• PROBLEM
Having read the data, transcribe all of it without deviation.

Point localization data
--- START ---
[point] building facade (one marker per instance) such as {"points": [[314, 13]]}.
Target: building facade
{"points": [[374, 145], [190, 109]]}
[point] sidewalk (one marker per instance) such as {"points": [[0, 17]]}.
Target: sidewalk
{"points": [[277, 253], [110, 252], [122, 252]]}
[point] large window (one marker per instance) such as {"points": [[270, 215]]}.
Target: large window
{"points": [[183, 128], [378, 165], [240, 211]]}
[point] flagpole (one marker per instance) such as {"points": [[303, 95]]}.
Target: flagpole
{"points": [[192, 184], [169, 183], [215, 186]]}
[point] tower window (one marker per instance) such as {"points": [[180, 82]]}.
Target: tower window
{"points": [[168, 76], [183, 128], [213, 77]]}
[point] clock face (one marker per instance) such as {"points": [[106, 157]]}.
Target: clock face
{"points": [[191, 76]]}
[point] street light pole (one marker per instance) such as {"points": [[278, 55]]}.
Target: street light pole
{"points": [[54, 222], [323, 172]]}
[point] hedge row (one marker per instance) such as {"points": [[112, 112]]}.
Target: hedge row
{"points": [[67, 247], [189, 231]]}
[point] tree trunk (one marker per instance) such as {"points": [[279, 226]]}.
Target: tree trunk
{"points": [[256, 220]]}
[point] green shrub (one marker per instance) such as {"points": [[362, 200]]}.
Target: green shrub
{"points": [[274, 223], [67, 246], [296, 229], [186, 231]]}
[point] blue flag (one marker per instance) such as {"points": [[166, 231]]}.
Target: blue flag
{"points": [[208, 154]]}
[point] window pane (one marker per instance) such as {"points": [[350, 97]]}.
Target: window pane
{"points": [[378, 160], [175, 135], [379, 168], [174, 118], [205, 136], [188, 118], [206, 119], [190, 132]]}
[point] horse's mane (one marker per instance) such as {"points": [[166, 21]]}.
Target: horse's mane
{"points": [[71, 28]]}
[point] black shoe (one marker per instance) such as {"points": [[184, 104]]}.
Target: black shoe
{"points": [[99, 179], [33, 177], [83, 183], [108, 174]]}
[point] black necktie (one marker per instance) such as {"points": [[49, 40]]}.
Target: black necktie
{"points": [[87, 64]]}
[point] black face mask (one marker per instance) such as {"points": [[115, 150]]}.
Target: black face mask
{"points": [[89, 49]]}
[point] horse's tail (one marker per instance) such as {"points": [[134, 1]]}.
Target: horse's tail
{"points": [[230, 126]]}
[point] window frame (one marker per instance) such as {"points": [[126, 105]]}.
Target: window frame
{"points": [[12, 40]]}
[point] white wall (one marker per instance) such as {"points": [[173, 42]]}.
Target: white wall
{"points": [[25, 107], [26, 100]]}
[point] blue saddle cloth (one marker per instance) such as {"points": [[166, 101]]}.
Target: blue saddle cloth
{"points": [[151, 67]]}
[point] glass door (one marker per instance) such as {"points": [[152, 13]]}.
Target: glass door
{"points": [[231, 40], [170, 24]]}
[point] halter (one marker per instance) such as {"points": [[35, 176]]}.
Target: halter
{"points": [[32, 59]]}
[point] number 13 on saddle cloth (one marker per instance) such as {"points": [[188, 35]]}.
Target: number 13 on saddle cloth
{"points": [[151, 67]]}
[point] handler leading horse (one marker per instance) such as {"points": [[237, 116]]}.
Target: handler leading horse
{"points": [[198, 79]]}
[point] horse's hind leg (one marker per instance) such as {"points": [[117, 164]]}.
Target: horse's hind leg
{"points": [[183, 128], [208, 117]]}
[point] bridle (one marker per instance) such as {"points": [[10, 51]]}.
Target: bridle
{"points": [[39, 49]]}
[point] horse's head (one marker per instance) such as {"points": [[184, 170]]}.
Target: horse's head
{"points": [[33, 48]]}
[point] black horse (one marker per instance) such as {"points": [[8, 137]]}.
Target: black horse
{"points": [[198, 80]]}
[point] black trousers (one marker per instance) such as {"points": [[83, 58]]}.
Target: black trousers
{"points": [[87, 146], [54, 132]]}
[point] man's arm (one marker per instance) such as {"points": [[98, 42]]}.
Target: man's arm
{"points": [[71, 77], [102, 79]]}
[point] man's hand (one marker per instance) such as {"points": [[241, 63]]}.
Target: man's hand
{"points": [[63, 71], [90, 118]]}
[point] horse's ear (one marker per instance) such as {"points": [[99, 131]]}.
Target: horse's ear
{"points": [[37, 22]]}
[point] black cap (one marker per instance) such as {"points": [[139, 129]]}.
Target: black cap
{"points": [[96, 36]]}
--- END ---
• PROBLEM SOLUTION
[point] building facade (one marker per instance) such as {"points": [[314, 13]]}.
Target: building facade
{"points": [[374, 145], [190, 109]]}
[point] sidewalk (one marker per instance) such as {"points": [[0, 17]]}.
Target: sidewalk
{"points": [[277, 253], [110, 252], [122, 252]]}
[point] large window (one marker per instance) such as {"points": [[270, 215]]}.
Target: large window
{"points": [[183, 128], [378, 165], [240, 211]]}
[point] flagpole (one marker per instance) such as {"points": [[303, 95]]}.
Target: flagpole
{"points": [[192, 184], [169, 183], [215, 186]]}
[point] tower window (one marker per instance) such as {"points": [[180, 82]]}.
Target: tower window
{"points": [[168, 76], [183, 128], [213, 77]]}
[point] clock face (one marker per instance) such as {"points": [[106, 157]]}.
Target: clock face
{"points": [[191, 76]]}
[point] street light pole (one marker per instance) such as {"points": [[278, 55]]}.
Target: street light pole
{"points": [[54, 222], [323, 172]]}
[point] hedge row (one marker per instance) such as {"points": [[112, 112]]}.
Target: hedge row
{"points": [[67, 247], [189, 231]]}
[point] tree trunk (one marker per instance) such as {"points": [[279, 226]]}.
Target: tree trunk
{"points": [[256, 220]]}
[point] green shrub (one marker per instance) such as {"points": [[362, 200]]}.
Target: green shrub
{"points": [[274, 223], [67, 246], [296, 229], [186, 231]]}
[point] blue flag (one marker per instance) such as {"points": [[166, 231]]}.
Target: blue flag
{"points": [[208, 154]]}
[point] window pane (one marker per instance) such as {"points": [[350, 97]]}.
Target: window pane
{"points": [[378, 160], [175, 135], [379, 168], [174, 118], [205, 136], [188, 118], [206, 119], [190, 132]]}
[point] horse's mane (one marker per instance) such as {"points": [[166, 21]]}.
Target: horse's mane
{"points": [[71, 28]]}
[point] black shoe (one marker per instance) such as {"points": [[184, 104]]}.
Target: black shoe
{"points": [[99, 179], [33, 177], [83, 183], [108, 174]]}
[point] black necktie (one marker per instance) such as {"points": [[49, 40]]}.
Target: black necktie
{"points": [[87, 64]]}
[point] black face mask (one marker per instance) such as {"points": [[115, 150]]}.
Target: black face mask
{"points": [[89, 49]]}
[point] horse's tail (one marker per instance) such as {"points": [[134, 1]]}.
Target: horse's tail
{"points": [[230, 126]]}
[point] window frame (one marker per instance) such as {"points": [[126, 105]]}.
Target: window frame
{"points": [[12, 40]]}
[point] white wall (one marker per instance) such as {"points": [[173, 42]]}.
Target: white wall
{"points": [[25, 107], [26, 100]]}
[point] blue saddle cloth (one marker per instance) such as {"points": [[166, 101]]}.
Target: blue saddle cloth
{"points": [[151, 67]]}
[point] glass door (one marker per instance) such as {"points": [[152, 13]]}.
Target: glass door
{"points": [[231, 40], [170, 24]]}
[point] halter (one marker per instance) such as {"points": [[35, 176]]}.
Target: halter
{"points": [[32, 59]]}
[point] number 13 on saddle cloth (one marker per instance) such as {"points": [[188, 35]]}.
Target: number 13 on saddle cloth
{"points": [[151, 67]]}
[point] handler leading horse (one marker per instance) such as {"points": [[237, 116]]}.
Target: handler leading horse
{"points": [[198, 79]]}
[point] horse's hind leg (one marker per instance) such as {"points": [[117, 164]]}.
Target: horse's hind leg
{"points": [[183, 128], [208, 117]]}
[point] bridle (one marker per instance) such as {"points": [[10, 51]]}.
Target: bridle
{"points": [[39, 49]]}
[point] horse's head (one marker per instance) such as {"points": [[184, 170]]}.
Target: horse's head
{"points": [[33, 48]]}
[point] black horse (one marker per instance) such as {"points": [[8, 137]]}.
Target: black horse
{"points": [[198, 80]]}
[point] black trousers (one marker per instance) such as {"points": [[83, 58]]}.
Target: black trousers
{"points": [[87, 146], [54, 132]]}
[point] man's arm (one marker per instance) such as {"points": [[98, 42]]}.
Target: man's arm
{"points": [[71, 77], [102, 79]]}
[point] man's hand (one marker per instance) such as {"points": [[241, 63]]}.
Target: man's hand
{"points": [[63, 71], [90, 118]]}
[point] horse's ear (one marker per instance) such as {"points": [[99, 131]]}.
Target: horse's ear
{"points": [[37, 22]]}
[point] black cap (one marker per instance) such as {"points": [[139, 129]]}.
Target: black cap
{"points": [[96, 36]]}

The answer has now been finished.